[[ PROVIDED TEXT open ]]

An important issue is the contamination of the leading twist-two
prediction by power suppressed contributions. Naively, one would expect
that such contributions scale with $\Delta^2/\cQ^2$ and $M_A^2/\cQ^2$.
Fortunately, within our model we showed that the so-called target mass
corrections have the same $A$ scaling as the leading twist-two
contributions. A more detailed investigation of power suppressed
contributions would be very desired. 


Certainly, a dedicated experiment is required to measure all CFFs.
Having on hand only an unpolarized target one can access  the beam
spin and charge asymmetry via the Fourier coefficients $s^{\cal I}_{1,\rm
unp}$ and $c^{\cal I}_{1,\rm unp}$, given as a certain linear
combinations of ${\cal H}_1$, ${\cal H}_3$, and ${\cal H}_5$ CFFs. A
longitudinally polarized target allows to measure four further
independent observables. Two of them, e.g., the tensor polarization
combined with beam spin or charge asymmetry, are predicted by another
linear combination of the afore mentioned three CFFs, entering the
Fourier coefficients $s^{\cal I}_{1,\rm LLP}$ and $c^{\cal I}_{1,\rm
LLP}$. Unfortunately, such experiments do not allow to access all three
GPDs in question. The remaining two observables are related to the
target spin flip odd asymmetries, given by the FCs $s^{\cal I}_{1,\rm
LP}$ and $c^{\cal I}_{1,\rm LP}$. In a single target spin flip
experiment one can measure $s^{\cal I}_{1,\rm LP}$ and get access to
the imaginary part of $\widetilde {\cal H}_1$. On the other hand,
combining the data for polarized target with charge asymmetry or the
flip of the beam helicity allow then to measure $c^{\cal I}_{1,\rm LP}$
and so also the real part of $\widetilde {\cal H}_1$. In all these
observables, we discussed so far, the remaining five CFFs are
kinematically suppressed or do not enter the theoretical predictions.

[[ PROVIDED TEXT closed ]]

## TASK INSTRUCTIONS
**1.** From the passage on power corrections and CFF measurements, extract the text starting at "An important issue" and ending at "with $\Delta^2/\cQ^2$ and $M_A^2/\cQ^2$.".
**2.** According to the passage on power corrections and CFF measurements, how do target mass corrections scale with $A$ within the model?
**3.** List each Compton form factor (CFF) that the passage on power corrections and CFF measurements names individually.

[[ RECORDS PROVIDED open ]]

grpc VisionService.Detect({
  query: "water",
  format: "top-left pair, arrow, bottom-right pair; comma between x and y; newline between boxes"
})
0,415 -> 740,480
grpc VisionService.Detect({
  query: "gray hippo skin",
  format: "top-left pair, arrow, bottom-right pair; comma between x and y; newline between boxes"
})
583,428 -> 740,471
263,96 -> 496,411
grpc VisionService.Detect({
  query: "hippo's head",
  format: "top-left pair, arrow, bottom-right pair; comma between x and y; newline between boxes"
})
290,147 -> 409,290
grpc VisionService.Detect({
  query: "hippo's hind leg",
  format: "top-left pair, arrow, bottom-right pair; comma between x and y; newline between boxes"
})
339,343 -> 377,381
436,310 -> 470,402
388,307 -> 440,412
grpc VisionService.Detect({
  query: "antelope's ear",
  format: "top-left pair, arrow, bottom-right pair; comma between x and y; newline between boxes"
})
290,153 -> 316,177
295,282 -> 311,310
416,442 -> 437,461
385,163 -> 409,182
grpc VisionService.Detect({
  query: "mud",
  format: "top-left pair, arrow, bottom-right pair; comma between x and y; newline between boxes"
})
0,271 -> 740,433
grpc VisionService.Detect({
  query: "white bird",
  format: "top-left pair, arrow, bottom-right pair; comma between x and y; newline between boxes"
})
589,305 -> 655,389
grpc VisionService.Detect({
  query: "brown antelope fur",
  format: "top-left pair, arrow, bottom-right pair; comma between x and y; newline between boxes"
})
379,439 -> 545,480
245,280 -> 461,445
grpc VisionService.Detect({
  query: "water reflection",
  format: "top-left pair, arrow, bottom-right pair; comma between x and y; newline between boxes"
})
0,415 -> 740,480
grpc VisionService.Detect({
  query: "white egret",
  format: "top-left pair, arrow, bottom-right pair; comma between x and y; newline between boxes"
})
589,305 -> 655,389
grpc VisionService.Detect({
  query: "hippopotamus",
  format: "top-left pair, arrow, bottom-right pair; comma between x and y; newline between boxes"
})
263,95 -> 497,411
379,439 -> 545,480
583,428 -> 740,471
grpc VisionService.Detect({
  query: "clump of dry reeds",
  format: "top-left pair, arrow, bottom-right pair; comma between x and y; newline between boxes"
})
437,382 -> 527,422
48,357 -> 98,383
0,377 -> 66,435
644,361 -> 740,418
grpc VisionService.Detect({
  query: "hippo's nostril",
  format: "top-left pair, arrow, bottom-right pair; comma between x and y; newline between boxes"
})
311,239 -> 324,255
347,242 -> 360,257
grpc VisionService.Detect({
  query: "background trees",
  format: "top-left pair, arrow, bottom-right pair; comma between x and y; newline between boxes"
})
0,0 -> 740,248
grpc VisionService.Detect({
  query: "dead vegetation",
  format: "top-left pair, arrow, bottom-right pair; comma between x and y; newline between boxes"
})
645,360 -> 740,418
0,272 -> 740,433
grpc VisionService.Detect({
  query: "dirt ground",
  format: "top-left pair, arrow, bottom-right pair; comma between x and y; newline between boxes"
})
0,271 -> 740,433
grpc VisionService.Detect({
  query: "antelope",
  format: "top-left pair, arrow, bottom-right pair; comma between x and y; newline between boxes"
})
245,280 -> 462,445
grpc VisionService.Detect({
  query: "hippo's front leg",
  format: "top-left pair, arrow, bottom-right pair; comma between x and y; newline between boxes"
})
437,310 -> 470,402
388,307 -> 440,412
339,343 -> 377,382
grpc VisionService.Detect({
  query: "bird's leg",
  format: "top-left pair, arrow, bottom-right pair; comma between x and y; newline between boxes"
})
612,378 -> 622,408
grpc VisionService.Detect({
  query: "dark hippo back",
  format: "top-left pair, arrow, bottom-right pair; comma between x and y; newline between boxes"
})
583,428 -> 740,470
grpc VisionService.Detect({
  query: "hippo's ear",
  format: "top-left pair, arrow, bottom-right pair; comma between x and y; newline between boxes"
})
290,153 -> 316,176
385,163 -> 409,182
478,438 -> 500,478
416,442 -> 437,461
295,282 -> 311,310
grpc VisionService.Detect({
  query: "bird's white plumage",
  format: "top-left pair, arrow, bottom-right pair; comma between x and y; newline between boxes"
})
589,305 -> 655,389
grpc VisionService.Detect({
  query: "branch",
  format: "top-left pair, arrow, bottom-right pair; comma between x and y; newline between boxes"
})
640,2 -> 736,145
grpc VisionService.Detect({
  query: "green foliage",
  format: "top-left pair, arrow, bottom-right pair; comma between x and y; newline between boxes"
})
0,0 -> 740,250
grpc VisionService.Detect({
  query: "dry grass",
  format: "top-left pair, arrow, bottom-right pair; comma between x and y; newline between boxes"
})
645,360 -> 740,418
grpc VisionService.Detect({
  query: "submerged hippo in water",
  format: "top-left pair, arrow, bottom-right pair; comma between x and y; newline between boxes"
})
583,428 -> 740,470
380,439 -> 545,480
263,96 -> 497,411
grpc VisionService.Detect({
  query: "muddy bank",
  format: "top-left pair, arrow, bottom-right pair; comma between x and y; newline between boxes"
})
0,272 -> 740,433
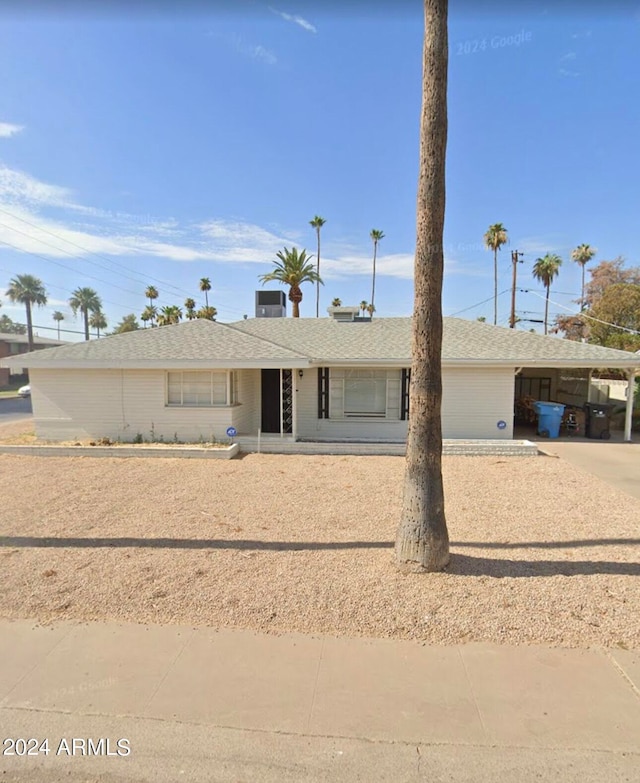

[[ RECORDS PROVIDED closed ]]

## TASK-BY-TASK OUTPUTS
**1.**
An important issue is the contamination of the leading twist-two
prediction by power suppressed contributions. Naively, one would expect
that such contributions scale with $\Delta^2/\cQ^2$ and $M_A^2/\cQ^2$.

**2.** They have the same $A$ scaling as the leading twist-two contributions.

**3.**
${\cal H}_1$
${\cal H}_3$
${\cal H}_5$
$\widetilde {\cal H}_1$